Отрывок:
»»

Этот основной закон, необходимый как закон политический, ограничивал так же, как гражданский закон, злоупотребления судебной практики тех времен. Когда сеньор опасался апелля­ции на решение своего суда или узнавал, что ее готовятся предъявить, то, если это было против интересов правосудия, он мог просить о присылке к нему людей из королевского суда, приговор которых не подлежал апелляции. Так, Дефон­тен говорит, что король Филипп послал весь свой совет в суд корбийского аббата для решения одного дела.

Если сеньор не мог иметь королевских судей, он еще мог перенести свой суд в суд короля, если только он зависел непо­средственно от короля; если же между ними находились ешь посредствующие сеньоры, он обращался к своему сеньору-сюзерену и, переходя от сеньора к сеньору, достигал короля.

Итак, хотя в те времена не существовало ни на практике, ни даже в идее апелляции в современном смысле, можно было тем не менее обращаться к правосудию короля, ибо король всегда был источником, из которого исходили все реки, и океа­ном, в который они возвращались.

ГЛАВА   XXVIII Об апелляции по поводу отказа в правосудии

Жалоба на отказ в правосудии подавалась в тех случаях, когда на суде сеньора затягивали решение дела, уклонялись от вынесения решения или отказывали сторонам в правосудии.

Хотя при королях второй династии граф и имел много подчиненных, но подчинение это относилось только к личности, а не к их юрисдикции. На своих съездах, ассизах или засе­даниях чиновники эти, как и графы, выносили окончательные решения. Вся разница состояла в распределении судебной вла­сти. Так, например, граф мог приговорить к смерти, решить вопрос о личной свободе или о возвращении имущества, тогда как сотник не мог решать таких дел.

««

Что требуется: Продолжите, пожалуйста, отрывок об апелляции по поводу отказа в правосудии, начав сразу после его последнего предложения.

Извлечённые записи:
»»

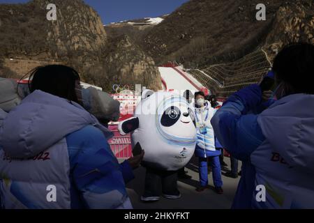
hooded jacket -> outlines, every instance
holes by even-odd
[[[203,107],[195,107],[195,124],[197,140],[195,155],[199,157],[219,155],[220,151],[216,150],[215,135],[211,123],[211,118],[216,110],[207,101]],[[202,132],[202,125],[204,125],[206,133]]]
[[[313,208],[314,95],[288,95],[247,114],[261,98],[257,85],[240,90],[211,121],[223,146],[244,162],[233,208]]]
[[[78,104],[34,91],[0,128],[2,206],[131,208],[112,136]]]

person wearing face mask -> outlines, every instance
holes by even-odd
[[[119,164],[107,141],[112,133],[80,105],[74,69],[38,67],[30,79],[31,93],[0,128],[0,206],[132,208],[125,184],[144,152]]]
[[[220,143],[242,160],[233,208],[314,208],[314,46],[275,57],[276,100],[260,114],[262,85],[234,93],[211,119]]]
[[[197,192],[202,192],[208,187],[207,160],[210,160],[215,191],[223,194],[223,180],[221,179],[219,155],[220,151],[215,146],[215,135],[211,124],[211,119],[216,110],[211,107],[209,102],[204,100],[202,91],[196,92],[195,100],[195,124],[197,140],[195,155],[199,157],[200,185]]]

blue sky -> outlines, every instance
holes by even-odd
[[[0,0],[1,3],[25,3],[29,0]],[[84,0],[100,15],[104,24],[121,20],[154,17],[169,14],[188,0]]]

««

Ответ:
На том же основании существовали дела высшего порядка, которые подлежали решению короля. Это были дела, непо­средственно затрагивавшие политические отношения. Сюда принадлежали, например, споры между епископами, аббатами и другими знатными людьми, которых судил король вместе со своими важнейшими вассалами.

Мнение некоторых авторов, будто существовала апелляция на графа королевскому посланному, missus dominicus, не имеет

основания: граф и missus имели равную, независимую одна от другой юрисдикцию; вся разница состояла в том, что missus проводил свои заседания в продолжение четырех меся­цев в году, а граф — в продолжение остальных восьми.

Тот, кто, будучи раз осужден в заседании уголовного суда, просил о новом рассмотрении дела и снова его проигрывал, платил 15 солидов пени или получал 15 ударов от судей, решивших дело.

Когда графы или королевские посланные видели, что они не в силах справиться с крупными сеньорами, то обязывали представить поруки в том, что они явятся в королевский суд; делалось это для рассмотрения дела, а не для его пересмотра. Из капитулярия в Меце я вижу, что была установлена апел­ляция на неправое решение лишь в королевский суд; все же другие апелляции были отменены, и за подачу их полагалось наказание.

Если кто-либо не хотел подчиниться приговору графских судей (эшевенов) и не подавал жалобы на их решение, он подвергался тюремному заключению, пока не подчинится этому приговору. Если же он подавал жалобу, то под надеж­ной стражей препровождался для разбора своего дела в коро­левский суд.

О жалобе на отказ в правосудии в те времена не могло быть и речи. Мало того, что никто не жаловался на то, что графы и другие лица, имевшие право открытия судебных съездов, неисправно производили свой суд; напротив, жалова­лись на слишком большое их усердие в этом деле. Существует множество указов, воспрещающих графам и другим судебным чиновникам открывать заседания суда более 3 раз в году. Приходилось не столько взыскивать за их нерадение, сколько сдерживать их неумеренное рвение.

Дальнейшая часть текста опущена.